▶ [Exercise brief]: Copy out all the records again, changing every "Inspection note" to "Review note" and leaving everything else as it is. Leave the pictures out of your answer.
****************
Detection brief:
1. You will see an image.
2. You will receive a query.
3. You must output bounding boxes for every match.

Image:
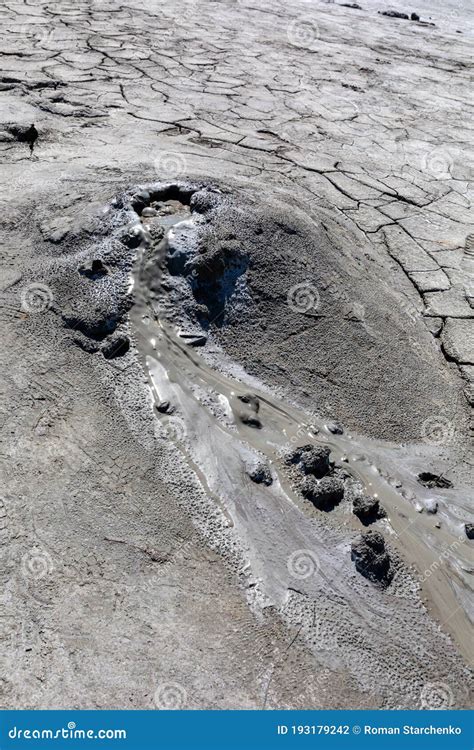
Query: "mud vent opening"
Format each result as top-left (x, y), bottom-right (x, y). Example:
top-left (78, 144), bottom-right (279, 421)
top-left (418, 471), bottom-right (453, 489)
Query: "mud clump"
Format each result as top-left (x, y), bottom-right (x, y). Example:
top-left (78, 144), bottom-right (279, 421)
top-left (352, 495), bottom-right (386, 526)
top-left (156, 401), bottom-right (175, 414)
top-left (301, 476), bottom-right (344, 511)
top-left (79, 258), bottom-right (109, 281)
top-left (101, 334), bottom-right (130, 359)
top-left (237, 393), bottom-right (260, 414)
top-left (351, 531), bottom-right (393, 586)
top-left (239, 414), bottom-right (262, 430)
top-left (418, 471), bottom-right (453, 490)
top-left (327, 422), bottom-right (344, 435)
top-left (245, 461), bottom-right (273, 487)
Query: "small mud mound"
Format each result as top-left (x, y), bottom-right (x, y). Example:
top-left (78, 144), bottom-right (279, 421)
top-left (418, 471), bottom-right (453, 490)
top-left (352, 495), bottom-right (386, 526)
top-left (351, 531), bottom-right (393, 586)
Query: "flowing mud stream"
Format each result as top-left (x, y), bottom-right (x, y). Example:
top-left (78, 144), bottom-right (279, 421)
top-left (131, 200), bottom-right (472, 655)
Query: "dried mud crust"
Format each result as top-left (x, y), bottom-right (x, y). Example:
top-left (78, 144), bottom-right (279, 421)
top-left (0, 0), bottom-right (472, 708)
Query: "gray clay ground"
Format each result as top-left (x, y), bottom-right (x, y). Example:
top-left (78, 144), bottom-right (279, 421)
top-left (0, 0), bottom-right (474, 708)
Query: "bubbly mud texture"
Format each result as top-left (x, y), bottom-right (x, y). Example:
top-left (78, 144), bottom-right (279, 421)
top-left (0, 0), bottom-right (474, 708)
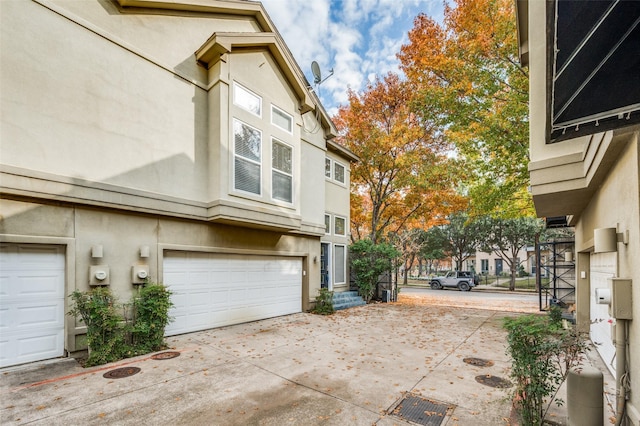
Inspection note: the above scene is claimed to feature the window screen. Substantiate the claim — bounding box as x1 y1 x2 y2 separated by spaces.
271 140 293 203
233 120 262 194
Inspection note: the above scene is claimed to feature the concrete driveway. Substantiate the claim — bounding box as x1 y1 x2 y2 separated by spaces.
0 302 516 426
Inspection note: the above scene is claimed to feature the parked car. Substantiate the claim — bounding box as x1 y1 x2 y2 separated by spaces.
431 271 478 291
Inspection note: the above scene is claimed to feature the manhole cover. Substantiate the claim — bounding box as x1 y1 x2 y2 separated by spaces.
392 395 453 426
463 358 493 367
151 352 180 361
102 367 140 379
476 374 513 389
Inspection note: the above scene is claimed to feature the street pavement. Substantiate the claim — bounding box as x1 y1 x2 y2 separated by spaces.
0 296 616 426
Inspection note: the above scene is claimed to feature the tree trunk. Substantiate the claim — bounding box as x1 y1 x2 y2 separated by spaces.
509 260 518 291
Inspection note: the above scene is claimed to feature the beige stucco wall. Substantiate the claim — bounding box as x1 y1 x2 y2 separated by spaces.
0 0 349 351
0 200 320 351
527 0 640 424
576 133 640 424
0 1 326 235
****************
▶ [Final answer]:
Detection brief:
1. You will see an image.
2. You will receive a query.
3. You must output bounding boxes for every match.

Image:
Query: "mud vent opening"
Format each result as top-left (x, y), bottom-right (x, y). Example:
top-left (78, 144), bottom-right (279, 421)
top-left (418, 471), bottom-right (453, 489)
Query: "mud clump"
Format each result as top-left (x, y), bottom-right (x, y). Example:
top-left (78, 144), bottom-right (279, 421)
top-left (352, 495), bottom-right (386, 526)
top-left (156, 401), bottom-right (175, 414)
top-left (301, 476), bottom-right (344, 511)
top-left (79, 258), bottom-right (109, 281)
top-left (101, 334), bottom-right (130, 359)
top-left (237, 393), bottom-right (260, 414)
top-left (351, 531), bottom-right (393, 586)
top-left (239, 414), bottom-right (262, 430)
top-left (418, 471), bottom-right (453, 490)
top-left (327, 422), bottom-right (344, 435)
top-left (245, 461), bottom-right (273, 487)
Query: "small mud mound"
Format each result as top-left (x, y), bottom-right (x, y). Example:
top-left (78, 144), bottom-right (279, 421)
top-left (418, 471), bottom-right (453, 490)
top-left (352, 495), bottom-right (386, 526)
top-left (351, 531), bottom-right (393, 586)
Query: "flowing mud stream"
Format each result as top-left (x, y), bottom-right (x, y). Example:
top-left (78, 144), bottom-right (279, 421)
top-left (131, 200), bottom-right (472, 655)
Query: "dried mud crust"
Format each result as top-left (x, y), bottom-right (x, y). Example:
top-left (78, 144), bottom-right (279, 421)
top-left (0, 0), bottom-right (472, 708)
Query: "gray clay ground"
Format each result as top-left (x, y), bottom-right (x, y). Example:
top-left (78, 144), bottom-right (279, 421)
top-left (0, 0), bottom-right (474, 708)
Query: "bubbly mud texture"
Format each result as top-left (x, y), bottom-right (x, y). Example:
top-left (78, 144), bottom-right (279, 421)
top-left (0, 0), bottom-right (474, 708)
Review note: the above scene is claimed to feature the window screen. Substantiate the claim — bounding box as x1 y1 x2 y2 separated by spaces.
271 140 293 203
233 120 262 194
Review note: the above scene is claimed to feature the concrete driveway. Substantiate the claim — bounding box as x1 y1 x2 y2 separated by spaces.
0 302 516 426
Review note: the above scene is claimed to feature the parked car. Substantiate the claim — bounding box as x1 y1 x2 y2 separated by spaces.
431 271 478 291
Review note: the above scene is claimed to feature the manhole cover. Substantiate the claim — bounding box as x1 y1 x2 y2 separated by spaces.
392 395 453 426
463 358 493 367
151 352 180 361
102 367 140 379
476 374 513 389
Review note: the above scene is claimed to feature the street pavement. Substantiate the claim — bounding box as x1 y1 x2 y2 separated by spaces.
0 296 616 426
Review note: the above scene is claimed to feature the tree trunk. Substantiate the claim — bounding box as x1 y1 x2 y2 separated by spaces.
509 260 518 291
Review note: the above scene is claimed to feature the beige stucco wall. Substantiate the claim — bounding box as x1 y1 x2 y2 separated by spaces.
0 0 349 351
0 200 320 351
527 0 640 424
576 133 640 424
0 1 326 235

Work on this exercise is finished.